§ What to do:
1. List every username that appears as a post author in the forum thread below on Enyawreklaw premix concentrates. Give each name once.
2. From the forum thread below, write out the passage starting at "There is a set" and ending at "## VapeSnow (26/10/16)".

§ Text:
>>>>>
# Enyawreklaw Premix Concentrates



## DizZa (21/10/16)

The Flavour Mill will soon be stocking Enyawreklaw Premix Concentrates! 

Funfetti,Rosky Milk and Stacio RY4 inbound!

Just a shout out as well for @method1 for his awesome service,kind words and good ethics! 

The Flavour Mill Team

Reactions: Like 9 | Winner 2


----------



## Strontium (21/10/16)

That's epic, been desperate to try some of those.

Reactions: Like 1


----------



## GerritVisagie (21/10/16)

Cool!


Sent from my iPhone using Tapatalk

Reactions: Like 1


----------



## VapeSnow (21/10/16)

@DizZa what will the pricing be on them?

Reactions: Like 1


----------



## DizZa (22/10/16)

VapeSnow said:


> @DizZa what will the pricing be on them?



Standard pricing of R370 for 30mls.

Reactions: Like 2


----------



## VapeSnow (22/10/16)

DizZa said:


> Standard pricing of R370 for 30mls.



Okay cool buddy

Reactions: Like 1


----------



## Strontium (22/10/16)

How mch juice does that make?

Reactions: Like 1


----------



## VapeSnow (22/10/16)

Strontium said:


> How mch juice does that make?



200-250ml

Reactions: Agree 1


----------



## Erica (26/10/16)

Enyawreklaw premixes now available! Head on over to our website to have a look

Reactions: Like 1


----------



## PsyCLown (26/10/16)

VapeSnow said:


> 200-250ml


Where did you get that from?

I have heard 170 - 200ml and someone mentioned that they were not happy with the flavour when mixed at 200ml.
Personally I'd start out at 170ml and you can always add more PG/VG if need be.

Reactions: Agree 1


----------



## method1 (26/10/16)

There is a set % to follow, no guessing required.
IME the bottles contain around 32ml and thus you can make a little extra, and that's pretty easy to calculate.

Reactions: Like 1 | Agree 1


----------



## VapeSnow (26/10/16)

PsyCLown said:


> Where did you get that from?
> 
> I have heard 170 - 200ml and someone mentioned that they were not happy with the flavour when mixed at 200ml.
> Personally I'd start out at 170ml and you can always add more PG/VG if need be.



Yeah i made a mistake but i have tested it at 200ml and flavor was spot on.
<<<<<
§ Data excerpt:
>>>>>
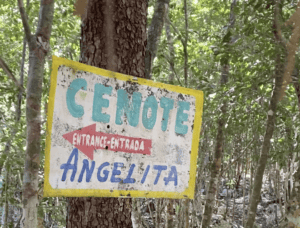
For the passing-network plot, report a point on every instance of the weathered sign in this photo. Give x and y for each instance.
(111, 135)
<<<<<
§ Outputs for the tasks:
1.
DizZa
Strontium
GerritVisagie
VapeSnow
Erica
PsyCLown
method1

2.
There is a set % to follow, no guessing required.
IME the bottles contain around 32ml and thus you can make a little extra, and that's pretty easy to calculate.

Reactions: Like 1 | Agree 1


----------



## VapeSnow (26/10/16)